* PASSAGE
Joan’s house usually was the go-to gathering spot for her eight children, 18 grandchildren and 37 great-grandchildren.

It was the best place in town to watch fireworks on the Fourth of July, and when cousins had slumber parties, Joan gathered them around the coffee table to pray the rosary.

Joan had lost her husband Don in 2009 when he died of cancer, but that didn’t slow her down. She drove near and far to see friends and volunteered her time to deliver Meals on Wheels and take tickets at ballgames.

Sometimes she was hard to track down.

“She would call back like four days later because she was so busy,” said Kari Nuzback, Joan’s granddaughter who lives near Manning. “You nearly had to schedule an appointment to see her.”

But not much of that was possible during the pandemic. Kari is the director of Garden View in Carroll, an assisted-living facility for older residents, and she warned her grandmother that the virus often is deadly for people her age.

So it was going to be the first year that Joan’s house wasn’t packed with family for Christmas, when dozens of people gathered to open presents and play cards and eat soups from Crock-Pots.

And so, when Joan lay in a hospital bed after being infected, and she talked to her children in online video chats, she had a question.

* TASK INSTRUCTIONS
1) Sum up the passage about Joan in two sentences.
2) Reproduce the passage about Joan word for word, from "So it was going" up to and including "had a question.".

* GIVEN DATA
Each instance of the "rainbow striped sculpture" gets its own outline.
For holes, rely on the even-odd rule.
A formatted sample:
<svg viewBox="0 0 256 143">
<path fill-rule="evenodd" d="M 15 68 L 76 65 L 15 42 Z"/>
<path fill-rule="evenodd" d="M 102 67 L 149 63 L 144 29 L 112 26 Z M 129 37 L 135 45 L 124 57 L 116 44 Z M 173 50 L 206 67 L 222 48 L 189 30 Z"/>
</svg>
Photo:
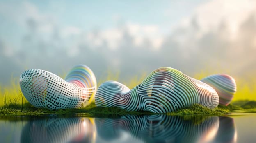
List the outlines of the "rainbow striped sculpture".
<svg viewBox="0 0 256 143">
<path fill-rule="evenodd" d="M 97 83 L 91 69 L 79 65 L 71 70 L 65 80 L 43 70 L 27 70 L 21 74 L 20 85 L 31 104 L 53 110 L 79 108 L 90 104 Z"/>
<path fill-rule="evenodd" d="M 219 104 L 227 106 L 234 97 L 236 91 L 235 79 L 225 74 L 211 75 L 201 81 L 211 86 L 216 90 L 219 97 Z"/>
<path fill-rule="evenodd" d="M 219 105 L 216 91 L 207 84 L 168 67 L 153 71 L 131 89 L 117 81 L 102 84 L 95 96 L 99 107 L 163 113 L 198 103 L 210 108 Z"/>
</svg>

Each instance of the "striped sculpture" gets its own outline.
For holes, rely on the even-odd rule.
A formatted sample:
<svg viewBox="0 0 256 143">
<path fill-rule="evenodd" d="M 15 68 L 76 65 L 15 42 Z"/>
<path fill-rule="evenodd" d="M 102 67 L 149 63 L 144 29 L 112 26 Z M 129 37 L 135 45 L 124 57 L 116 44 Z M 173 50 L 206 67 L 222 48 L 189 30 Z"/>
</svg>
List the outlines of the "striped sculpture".
<svg viewBox="0 0 256 143">
<path fill-rule="evenodd" d="M 131 90 L 117 81 L 106 82 L 98 87 L 95 96 L 99 107 L 157 113 L 176 111 L 195 103 L 213 109 L 219 102 L 212 87 L 168 67 L 154 70 Z"/>
<path fill-rule="evenodd" d="M 226 74 L 211 75 L 202 79 L 201 81 L 213 87 L 217 92 L 219 97 L 219 104 L 228 105 L 236 91 L 235 79 Z"/>
<path fill-rule="evenodd" d="M 65 80 L 48 72 L 30 69 L 21 74 L 20 85 L 31 104 L 50 110 L 87 105 L 94 99 L 97 86 L 93 72 L 84 65 L 74 67 Z"/>
</svg>

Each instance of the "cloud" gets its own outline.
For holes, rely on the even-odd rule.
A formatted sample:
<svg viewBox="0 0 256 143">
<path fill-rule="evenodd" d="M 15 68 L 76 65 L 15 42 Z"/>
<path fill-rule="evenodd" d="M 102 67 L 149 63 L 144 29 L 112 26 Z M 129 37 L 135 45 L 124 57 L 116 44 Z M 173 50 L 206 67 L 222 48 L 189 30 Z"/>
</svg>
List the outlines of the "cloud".
<svg viewBox="0 0 256 143">
<path fill-rule="evenodd" d="M 18 76 L 25 69 L 58 74 L 82 63 L 91 67 L 96 77 L 110 68 L 121 71 L 123 79 L 161 66 L 190 75 L 206 67 L 219 72 L 228 69 L 235 76 L 256 71 L 256 4 L 251 1 L 221 2 L 199 6 L 170 29 L 126 22 L 87 31 L 62 24 L 57 18 L 39 12 L 27 2 L 0 4 L 0 14 L 27 28 L 19 47 L 14 48 L 18 50 L 8 51 L 6 49 L 12 47 L 7 48 L 3 44 L 8 41 L 0 42 L 1 58 L 6 60 L 1 66 L 14 67 L 7 71 L 16 71 Z M 2 10 L 4 7 L 7 8 Z M 14 8 L 17 10 L 11 10 Z M 171 29 L 167 34 L 161 32 Z"/>
</svg>

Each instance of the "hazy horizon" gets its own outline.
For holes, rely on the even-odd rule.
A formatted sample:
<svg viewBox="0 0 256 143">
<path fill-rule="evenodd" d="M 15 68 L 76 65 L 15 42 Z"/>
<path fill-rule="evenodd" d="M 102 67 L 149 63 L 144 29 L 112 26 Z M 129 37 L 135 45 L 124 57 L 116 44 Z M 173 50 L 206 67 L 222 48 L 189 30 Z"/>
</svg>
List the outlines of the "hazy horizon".
<svg viewBox="0 0 256 143">
<path fill-rule="evenodd" d="M 0 1 L 1 85 L 30 69 L 83 64 L 97 80 L 157 68 L 255 82 L 256 1 Z"/>
</svg>

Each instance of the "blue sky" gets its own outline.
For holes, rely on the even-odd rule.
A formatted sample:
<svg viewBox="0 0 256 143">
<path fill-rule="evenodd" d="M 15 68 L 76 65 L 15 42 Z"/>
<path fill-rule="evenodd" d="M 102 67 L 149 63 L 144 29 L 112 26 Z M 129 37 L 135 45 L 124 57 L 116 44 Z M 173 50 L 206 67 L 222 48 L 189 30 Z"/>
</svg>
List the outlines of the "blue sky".
<svg viewBox="0 0 256 143">
<path fill-rule="evenodd" d="M 125 80 L 162 66 L 246 78 L 256 71 L 255 2 L 0 0 L 0 83 L 79 64 L 98 80 L 109 70 Z"/>
</svg>

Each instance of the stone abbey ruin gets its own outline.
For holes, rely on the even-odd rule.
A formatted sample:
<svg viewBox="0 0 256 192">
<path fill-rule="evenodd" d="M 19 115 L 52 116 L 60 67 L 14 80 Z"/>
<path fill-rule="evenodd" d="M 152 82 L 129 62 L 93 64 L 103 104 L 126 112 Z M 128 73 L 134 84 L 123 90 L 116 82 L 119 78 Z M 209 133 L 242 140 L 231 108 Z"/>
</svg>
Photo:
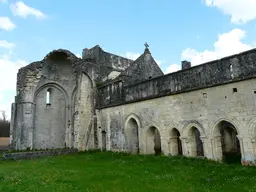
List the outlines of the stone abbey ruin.
<svg viewBox="0 0 256 192">
<path fill-rule="evenodd" d="M 102 149 L 256 164 L 256 49 L 164 75 L 146 47 L 135 61 L 54 50 L 21 68 L 14 149 Z"/>
</svg>

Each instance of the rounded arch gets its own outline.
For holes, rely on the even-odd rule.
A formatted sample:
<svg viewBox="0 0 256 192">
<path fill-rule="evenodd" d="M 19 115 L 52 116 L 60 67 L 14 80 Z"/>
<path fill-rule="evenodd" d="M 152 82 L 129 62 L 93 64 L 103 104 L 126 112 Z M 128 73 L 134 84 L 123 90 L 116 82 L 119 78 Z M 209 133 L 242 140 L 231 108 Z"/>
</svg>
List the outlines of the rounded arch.
<svg viewBox="0 0 256 192">
<path fill-rule="evenodd" d="M 218 129 L 216 130 L 216 128 L 218 127 L 218 125 L 221 123 L 221 122 L 228 122 L 230 123 L 231 125 L 233 125 L 235 128 L 236 128 L 236 131 L 238 133 L 238 135 L 241 134 L 241 125 L 237 122 L 237 121 L 232 121 L 228 118 L 221 118 L 221 119 L 218 119 L 217 121 L 215 121 L 210 127 L 211 127 L 211 136 L 214 137 L 214 136 L 218 136 L 217 135 L 217 131 Z M 240 128 L 241 127 L 241 128 Z"/>
<path fill-rule="evenodd" d="M 211 132 L 215 159 L 240 163 L 242 152 L 238 135 L 241 132 L 238 125 L 229 119 L 221 118 L 214 123 Z"/>
<path fill-rule="evenodd" d="M 202 137 L 206 136 L 203 126 L 197 121 L 191 121 L 184 125 L 182 132 L 181 132 L 182 137 L 188 137 L 188 135 L 193 127 L 198 129 L 198 131 L 200 132 L 200 135 Z"/>
<path fill-rule="evenodd" d="M 40 93 L 45 88 L 56 88 L 56 89 L 58 89 L 59 91 L 61 91 L 65 95 L 65 99 L 66 99 L 66 101 L 68 101 L 69 97 L 68 97 L 67 91 L 61 85 L 59 85 L 58 83 L 51 82 L 51 83 L 46 83 L 46 84 L 42 85 L 41 87 L 39 87 L 38 89 L 36 89 L 36 91 L 34 93 L 34 96 L 33 96 L 33 102 L 35 102 L 38 93 Z"/>
<path fill-rule="evenodd" d="M 131 153 L 139 153 L 139 129 L 139 118 L 134 114 L 129 115 L 125 121 L 124 133 Z"/>
<path fill-rule="evenodd" d="M 256 117 L 252 117 L 248 123 L 248 136 L 256 137 Z"/>
<path fill-rule="evenodd" d="M 203 126 L 197 121 L 190 121 L 182 129 L 182 137 L 186 138 L 186 154 L 190 157 L 204 156 L 204 143 L 202 137 L 206 137 Z"/>
<path fill-rule="evenodd" d="M 50 92 L 48 92 L 50 90 Z M 47 96 L 51 102 L 47 103 Z M 35 93 L 33 147 L 63 148 L 67 145 L 68 94 L 57 83 L 46 83 Z"/>
<path fill-rule="evenodd" d="M 169 152 L 172 156 L 182 155 L 182 142 L 180 139 L 180 131 L 177 128 L 171 128 L 169 131 Z"/>
<path fill-rule="evenodd" d="M 180 133 L 182 132 L 182 127 L 180 124 L 175 123 L 175 122 L 171 122 L 169 124 L 166 125 L 168 132 L 170 133 L 172 129 L 177 129 Z"/>
<path fill-rule="evenodd" d="M 158 126 L 151 125 L 146 130 L 146 149 L 147 154 L 159 155 L 161 148 L 161 133 Z"/>
<path fill-rule="evenodd" d="M 57 49 L 48 53 L 43 60 L 51 59 L 53 56 L 58 54 L 63 54 L 64 56 L 66 56 L 67 59 L 79 59 L 74 53 L 70 52 L 69 50 Z"/>
<path fill-rule="evenodd" d="M 82 71 L 82 75 L 85 75 L 90 80 L 91 86 L 95 87 L 95 82 L 92 80 L 92 77 L 88 73 Z"/>
<path fill-rule="evenodd" d="M 124 124 L 124 127 L 126 128 L 127 127 L 127 123 L 129 122 L 130 119 L 134 119 L 138 125 L 138 128 L 140 129 L 141 128 L 141 123 L 140 123 L 140 119 L 139 117 L 132 113 L 130 115 L 128 115 L 126 118 L 125 118 L 125 124 Z"/>
</svg>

* EXERCISE SOLUTIONS
1) Joan's house was the usual gathering spot for her eight children, 18 grandchildren and 37 great-grandchildren, and after her husband Don died of cancer in 2009 she kept busy visiting friends and volunteering. During the pandemic her granddaughter Kari warned her that the virus is often deadly for people her age, so it was going to be the first Christmas without family packed into Joan's house, and when Joan lay in a hospital bed after being infected, she had a question for her children in online video chats.

2)
So it was going to be the first year that Joan’s house wasn’t packed with family for Christmas, when dozens of people gathered to open presents and play cards and eat soups from Crock-Pots.

And so, when Joan lay in a hospital bed after being infected, and she talked to her children in online video chats, she had a question.